▶ _Dataset extract_:
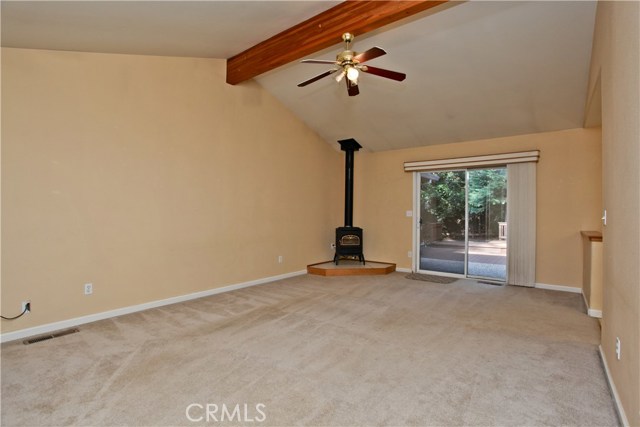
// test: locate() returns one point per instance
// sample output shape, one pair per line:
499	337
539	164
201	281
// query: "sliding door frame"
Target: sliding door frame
417	217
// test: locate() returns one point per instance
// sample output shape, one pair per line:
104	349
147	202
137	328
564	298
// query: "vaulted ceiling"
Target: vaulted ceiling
475	70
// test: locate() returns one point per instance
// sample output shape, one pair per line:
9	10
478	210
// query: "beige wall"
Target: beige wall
616	63
569	197
150	178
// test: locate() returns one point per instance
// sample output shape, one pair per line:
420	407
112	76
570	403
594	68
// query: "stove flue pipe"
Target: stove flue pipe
349	146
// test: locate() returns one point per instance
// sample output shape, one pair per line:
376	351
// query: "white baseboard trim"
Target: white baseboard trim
559	288
64	324
616	397
591	312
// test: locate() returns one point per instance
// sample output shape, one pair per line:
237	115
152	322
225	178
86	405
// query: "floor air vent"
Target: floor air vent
50	336
488	282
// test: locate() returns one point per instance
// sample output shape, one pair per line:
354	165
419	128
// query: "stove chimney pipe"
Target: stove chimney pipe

▶ _Task directions_: Without the pictures, copy the material exactly as given.

▶ _Worked solution_:
// test: locate() returns one point per instance
// sample output shape, one pair per line:
499	337
539	164
201	281
// query: "sliding door frame"
Target: sliding door frame
417	217
// test: locate() returns one point per instance
// sample output shape, one pair per line:
104	349
147	202
137	328
564	298
// query: "vaulted ceiling"
Target: vaulted ceiling
475	70
// test: locate() returns one point per instance
// sample output shape, one pair per line:
9	10
478	210
// query: "beige wall"
Target: beige wall
616	63
569	197
150	178
// test: locate() returns one point per instance
// sample output shape, one pair per line:
420	407
112	76
570	403
594	68
// query: "stove flue pipe"
Target: stove flue pipe
349	146
// test: locate() returns one point per instance
// sample output shape, one pair per line:
376	351
// query: "white baseboard trim"
Target: white baseboard trim
559	288
64	324
616	397
591	312
// test: locate() returns one point per instance
// sample output shape, one pair per line:
237	115
152	322
225	178
86	405
// query: "floor air vent"
Target: floor air vent
50	336
488	282
// test: locate() returns one point per instance
// sample output shape, one pair per line:
354	165
419	128
// query: "stove chimney pipe"
Target: stove chimney pipe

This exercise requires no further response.